Exactly and only the lines from the one containing "of the index" through the close of the entries below are to be set down.

/---

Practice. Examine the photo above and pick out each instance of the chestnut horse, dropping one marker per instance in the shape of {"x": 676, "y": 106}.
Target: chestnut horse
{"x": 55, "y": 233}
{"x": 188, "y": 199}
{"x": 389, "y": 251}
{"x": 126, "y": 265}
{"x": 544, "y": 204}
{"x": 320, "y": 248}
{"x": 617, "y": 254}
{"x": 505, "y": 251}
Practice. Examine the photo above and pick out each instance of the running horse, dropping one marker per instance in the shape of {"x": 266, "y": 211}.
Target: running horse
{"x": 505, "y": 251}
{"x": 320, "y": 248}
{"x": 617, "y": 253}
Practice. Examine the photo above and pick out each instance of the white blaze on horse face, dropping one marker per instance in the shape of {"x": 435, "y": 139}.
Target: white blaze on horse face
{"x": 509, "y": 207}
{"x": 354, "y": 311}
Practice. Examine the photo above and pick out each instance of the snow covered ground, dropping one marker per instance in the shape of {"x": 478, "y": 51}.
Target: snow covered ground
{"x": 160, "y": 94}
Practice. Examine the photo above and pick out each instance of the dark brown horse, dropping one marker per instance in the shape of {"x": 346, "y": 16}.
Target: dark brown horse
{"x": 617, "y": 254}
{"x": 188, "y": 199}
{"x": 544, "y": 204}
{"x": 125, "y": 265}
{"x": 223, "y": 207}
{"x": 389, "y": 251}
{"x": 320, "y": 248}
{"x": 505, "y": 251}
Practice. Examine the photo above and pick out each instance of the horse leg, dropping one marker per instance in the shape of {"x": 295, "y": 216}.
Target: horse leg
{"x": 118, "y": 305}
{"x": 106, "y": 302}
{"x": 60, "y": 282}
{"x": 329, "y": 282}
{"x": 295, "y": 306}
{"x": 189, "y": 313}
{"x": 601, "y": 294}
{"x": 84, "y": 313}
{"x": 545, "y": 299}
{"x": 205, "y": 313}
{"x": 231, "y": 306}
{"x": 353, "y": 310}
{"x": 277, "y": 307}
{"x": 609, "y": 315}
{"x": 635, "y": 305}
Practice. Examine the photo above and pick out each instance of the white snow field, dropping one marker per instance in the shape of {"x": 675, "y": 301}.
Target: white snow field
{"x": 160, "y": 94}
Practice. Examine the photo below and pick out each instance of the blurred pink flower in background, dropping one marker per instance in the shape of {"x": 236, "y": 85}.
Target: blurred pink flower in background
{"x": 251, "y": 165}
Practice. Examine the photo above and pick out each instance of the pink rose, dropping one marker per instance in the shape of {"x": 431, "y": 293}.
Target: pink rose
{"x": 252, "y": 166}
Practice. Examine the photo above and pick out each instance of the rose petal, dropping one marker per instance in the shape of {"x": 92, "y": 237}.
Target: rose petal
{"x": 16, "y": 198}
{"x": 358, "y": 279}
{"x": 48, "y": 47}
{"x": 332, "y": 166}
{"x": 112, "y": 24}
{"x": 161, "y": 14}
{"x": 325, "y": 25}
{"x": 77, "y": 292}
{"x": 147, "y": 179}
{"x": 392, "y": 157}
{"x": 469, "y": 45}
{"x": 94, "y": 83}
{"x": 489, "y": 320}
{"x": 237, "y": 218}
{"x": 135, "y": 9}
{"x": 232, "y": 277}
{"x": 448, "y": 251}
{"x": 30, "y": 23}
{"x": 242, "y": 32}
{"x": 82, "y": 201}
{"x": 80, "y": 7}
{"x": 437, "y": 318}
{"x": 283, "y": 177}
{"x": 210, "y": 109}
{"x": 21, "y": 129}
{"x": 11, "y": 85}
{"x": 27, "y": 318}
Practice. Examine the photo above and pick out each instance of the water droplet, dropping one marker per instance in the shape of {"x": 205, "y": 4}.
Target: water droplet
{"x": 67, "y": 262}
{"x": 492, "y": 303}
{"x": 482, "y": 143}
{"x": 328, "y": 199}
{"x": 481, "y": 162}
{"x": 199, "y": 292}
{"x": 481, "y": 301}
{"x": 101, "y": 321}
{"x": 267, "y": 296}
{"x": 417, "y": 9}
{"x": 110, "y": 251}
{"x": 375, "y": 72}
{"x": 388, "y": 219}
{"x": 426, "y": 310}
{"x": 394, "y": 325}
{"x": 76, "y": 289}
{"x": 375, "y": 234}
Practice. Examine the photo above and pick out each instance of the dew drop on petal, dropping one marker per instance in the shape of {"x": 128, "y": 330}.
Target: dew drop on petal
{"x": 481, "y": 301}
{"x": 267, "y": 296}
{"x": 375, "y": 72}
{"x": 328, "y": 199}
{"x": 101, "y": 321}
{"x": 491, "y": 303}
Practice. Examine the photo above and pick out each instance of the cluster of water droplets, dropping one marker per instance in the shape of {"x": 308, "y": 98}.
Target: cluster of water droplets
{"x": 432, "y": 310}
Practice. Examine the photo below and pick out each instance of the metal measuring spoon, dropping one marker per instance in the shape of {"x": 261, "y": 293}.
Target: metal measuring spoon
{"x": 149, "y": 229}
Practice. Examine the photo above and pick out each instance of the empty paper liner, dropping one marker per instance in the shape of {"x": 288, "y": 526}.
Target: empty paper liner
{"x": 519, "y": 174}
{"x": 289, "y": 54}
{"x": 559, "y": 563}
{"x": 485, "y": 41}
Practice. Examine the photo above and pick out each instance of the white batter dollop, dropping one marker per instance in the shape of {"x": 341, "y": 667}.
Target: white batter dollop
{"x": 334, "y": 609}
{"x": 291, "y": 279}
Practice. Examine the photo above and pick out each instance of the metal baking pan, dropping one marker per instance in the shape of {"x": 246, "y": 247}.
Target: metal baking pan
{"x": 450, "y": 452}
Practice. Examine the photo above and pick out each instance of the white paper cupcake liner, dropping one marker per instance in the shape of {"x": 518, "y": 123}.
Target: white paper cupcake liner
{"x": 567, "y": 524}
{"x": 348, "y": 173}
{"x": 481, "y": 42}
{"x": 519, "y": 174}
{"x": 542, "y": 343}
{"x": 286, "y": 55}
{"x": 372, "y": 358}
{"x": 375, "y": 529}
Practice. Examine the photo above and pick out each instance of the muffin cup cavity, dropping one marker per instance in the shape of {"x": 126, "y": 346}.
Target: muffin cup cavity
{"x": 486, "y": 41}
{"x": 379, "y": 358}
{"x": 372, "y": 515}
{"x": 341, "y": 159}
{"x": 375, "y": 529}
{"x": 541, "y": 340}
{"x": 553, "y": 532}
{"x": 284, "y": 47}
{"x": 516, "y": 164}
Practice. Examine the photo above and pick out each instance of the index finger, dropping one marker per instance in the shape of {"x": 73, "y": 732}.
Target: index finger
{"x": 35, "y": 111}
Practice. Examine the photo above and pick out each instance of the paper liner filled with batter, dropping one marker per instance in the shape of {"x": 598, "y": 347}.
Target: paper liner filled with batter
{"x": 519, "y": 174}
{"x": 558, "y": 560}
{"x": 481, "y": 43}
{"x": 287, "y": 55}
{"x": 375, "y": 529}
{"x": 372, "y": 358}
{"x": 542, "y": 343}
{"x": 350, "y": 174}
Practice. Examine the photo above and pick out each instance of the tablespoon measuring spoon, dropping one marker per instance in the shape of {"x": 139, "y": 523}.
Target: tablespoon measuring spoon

\---

### WRITTEN SOLUTION
Practice. Examine the photo above and pick out each instance of the index finger, dropping one marker per instance in the shape of {"x": 73, "y": 732}.
Target: index finger
{"x": 35, "y": 111}
Practice. Examine the photo above and pick out each instance of the paper liner filled with batter, dropping one marker per instance in the shape of {"x": 598, "y": 347}.
Target: paper liner filled with batter
{"x": 519, "y": 174}
{"x": 558, "y": 560}
{"x": 481, "y": 43}
{"x": 287, "y": 55}
{"x": 375, "y": 529}
{"x": 372, "y": 358}
{"x": 542, "y": 343}
{"x": 350, "y": 174}
Practice. Examine the photo above and pick out each instance of the tablespoon measuring spoon, dropping one marker per instance in the shape of {"x": 139, "y": 523}.
Target: tablespoon measuring spoon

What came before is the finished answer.